## WHAT NEEDS TO BE DONE
Pull out every line in the data below that contains the word "cluster", and copy each of those lines in full.

## MATERIAL
--- begin ---

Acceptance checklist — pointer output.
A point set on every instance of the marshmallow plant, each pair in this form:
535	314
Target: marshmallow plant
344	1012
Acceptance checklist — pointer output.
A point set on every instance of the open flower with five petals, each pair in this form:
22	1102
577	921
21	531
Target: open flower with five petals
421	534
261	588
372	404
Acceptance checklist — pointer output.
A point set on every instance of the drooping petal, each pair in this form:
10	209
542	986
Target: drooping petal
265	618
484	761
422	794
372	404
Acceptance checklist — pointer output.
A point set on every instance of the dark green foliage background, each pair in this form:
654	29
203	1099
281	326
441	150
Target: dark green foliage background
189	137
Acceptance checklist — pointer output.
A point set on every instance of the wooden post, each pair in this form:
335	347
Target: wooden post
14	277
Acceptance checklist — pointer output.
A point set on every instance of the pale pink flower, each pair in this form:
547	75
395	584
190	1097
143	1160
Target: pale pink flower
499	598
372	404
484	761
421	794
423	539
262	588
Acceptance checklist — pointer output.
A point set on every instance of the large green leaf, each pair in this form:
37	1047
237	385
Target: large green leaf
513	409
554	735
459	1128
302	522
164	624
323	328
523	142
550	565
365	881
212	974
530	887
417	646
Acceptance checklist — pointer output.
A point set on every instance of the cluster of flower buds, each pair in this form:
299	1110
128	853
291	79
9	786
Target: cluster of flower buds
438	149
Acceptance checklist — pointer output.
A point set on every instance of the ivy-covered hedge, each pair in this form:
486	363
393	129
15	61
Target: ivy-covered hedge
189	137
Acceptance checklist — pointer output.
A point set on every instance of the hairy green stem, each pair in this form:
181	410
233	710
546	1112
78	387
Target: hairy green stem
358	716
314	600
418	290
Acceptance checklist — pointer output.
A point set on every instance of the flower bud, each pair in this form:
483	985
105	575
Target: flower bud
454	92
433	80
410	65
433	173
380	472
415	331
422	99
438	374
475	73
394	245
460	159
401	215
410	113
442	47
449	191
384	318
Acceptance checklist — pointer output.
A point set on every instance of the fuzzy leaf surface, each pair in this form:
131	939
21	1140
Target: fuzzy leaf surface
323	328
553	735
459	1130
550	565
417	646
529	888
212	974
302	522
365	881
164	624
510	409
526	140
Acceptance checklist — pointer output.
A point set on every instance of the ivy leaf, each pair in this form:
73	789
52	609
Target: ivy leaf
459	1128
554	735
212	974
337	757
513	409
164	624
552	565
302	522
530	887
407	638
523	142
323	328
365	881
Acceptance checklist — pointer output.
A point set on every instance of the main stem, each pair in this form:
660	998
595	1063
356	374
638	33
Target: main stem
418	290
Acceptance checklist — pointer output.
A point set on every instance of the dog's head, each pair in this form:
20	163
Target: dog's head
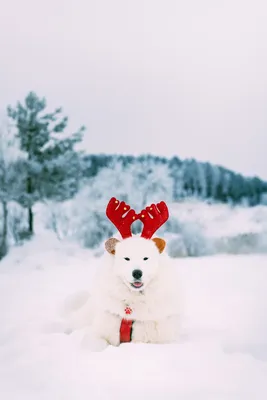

--- end ---

## THE OUTPUT
A point set on every instance of the cluster of flower buds, each pair in this form:
Target: cluster of flower buds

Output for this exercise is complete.